**What this task involves:**
Convert the listing, from its first line through the line containing "[(522, 562)]", into a Markdown table with columns Row and Text, leaving out blank lines.

**Extracted records:**
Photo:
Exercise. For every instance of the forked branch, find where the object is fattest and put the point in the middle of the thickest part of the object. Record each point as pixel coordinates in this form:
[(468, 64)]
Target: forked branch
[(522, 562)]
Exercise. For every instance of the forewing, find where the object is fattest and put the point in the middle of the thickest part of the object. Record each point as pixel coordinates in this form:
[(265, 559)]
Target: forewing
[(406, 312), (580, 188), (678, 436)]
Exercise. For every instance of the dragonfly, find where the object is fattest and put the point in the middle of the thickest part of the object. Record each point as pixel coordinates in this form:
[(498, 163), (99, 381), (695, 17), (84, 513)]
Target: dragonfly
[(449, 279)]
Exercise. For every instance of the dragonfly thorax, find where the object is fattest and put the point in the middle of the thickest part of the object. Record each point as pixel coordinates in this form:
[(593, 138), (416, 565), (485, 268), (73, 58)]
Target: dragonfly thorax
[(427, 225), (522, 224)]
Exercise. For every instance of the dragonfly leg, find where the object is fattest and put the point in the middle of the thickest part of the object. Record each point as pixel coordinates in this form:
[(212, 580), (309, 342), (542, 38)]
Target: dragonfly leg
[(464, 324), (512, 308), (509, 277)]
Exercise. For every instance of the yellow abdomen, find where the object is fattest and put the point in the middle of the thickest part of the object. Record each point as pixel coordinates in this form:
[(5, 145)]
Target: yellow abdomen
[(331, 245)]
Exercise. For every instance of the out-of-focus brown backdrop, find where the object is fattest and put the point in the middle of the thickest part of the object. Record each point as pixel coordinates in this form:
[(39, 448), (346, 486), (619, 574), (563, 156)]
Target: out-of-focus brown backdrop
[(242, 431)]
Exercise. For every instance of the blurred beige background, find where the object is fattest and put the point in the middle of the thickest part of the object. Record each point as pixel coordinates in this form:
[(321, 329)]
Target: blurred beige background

**Answer:**
| Row | Text |
|---|---|
| 1 | Photo: |
| 2 | Exercise. For every instance of the forked branch, find where the object is fattest and put the point in the middle of the thickest part of the object. Record each point as pixel coordinates in this form: |
| 3 | [(468, 64)] |
| 4 | Target: forked branch |
| 5 | [(522, 562)] |